Supplied passage:

....

Ask HN: Big list of open source projects looking for donations? - wslh
Is there a concise list of open source projects looking for donations? I really think donating to open source projects you care about should be closer to a subscription model than a sporadic&#x2F;rare event. There should be a facilitation process to quickly find recipients individually or by groups.<p>Also, new donating models can be studied. For example, a project can distribute part of the donations to their code dependencies.
======
fundamental
You might be interested in [https://snowdrift.coop/](https://snowdrift.coop/)
Their site/model is still evolving, but they've done some pretty good research
on what other options there are already out there
[https://snowdrift.coop/p/snowdrift/w/en/othercrowdfunding](https://snowdrift.coop/p/snowdrift/w/en/othercrowdfunding)
.

As per the original question I don't think there is any such list of projects
seeking donations and if there was one I doubt it would be concise. If you're
personally interested in donating to a project via a subscription it shouldn't
be that difficult to contact the maintainer to see if they'd be interested in
receiving those donations and if they could setup some service to receive
subscriptions.

....

Data:
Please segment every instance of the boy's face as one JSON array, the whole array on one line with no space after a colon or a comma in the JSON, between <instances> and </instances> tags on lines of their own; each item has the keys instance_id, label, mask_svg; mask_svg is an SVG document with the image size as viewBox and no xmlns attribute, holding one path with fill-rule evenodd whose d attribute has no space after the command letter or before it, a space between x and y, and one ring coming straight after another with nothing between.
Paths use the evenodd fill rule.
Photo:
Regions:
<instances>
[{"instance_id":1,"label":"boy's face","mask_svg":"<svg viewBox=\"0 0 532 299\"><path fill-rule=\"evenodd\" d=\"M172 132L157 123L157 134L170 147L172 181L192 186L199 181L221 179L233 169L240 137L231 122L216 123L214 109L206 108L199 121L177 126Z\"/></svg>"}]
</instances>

....

Work to do:
(1) In the donations thread, what does the original poster say a project could do with part of its donations?
(2) Return the part of the donations thread starting at "As per the original" and ending at "subscriptions.".
The data above comes from an unrelated source.

Responses by task:
(1) Distribute it to the project's code dependencies.

(2)
As per the original question I don't think there is any such list of projects
seeking donations and if there was one I doubt it would be concise. If you're
personally interested in donating to a project via a subscription it shouldn't
be that difficult to contact the maintainer to see if they'd be interested in
receiving those donations and if they could setup some service to receive
subscriptions.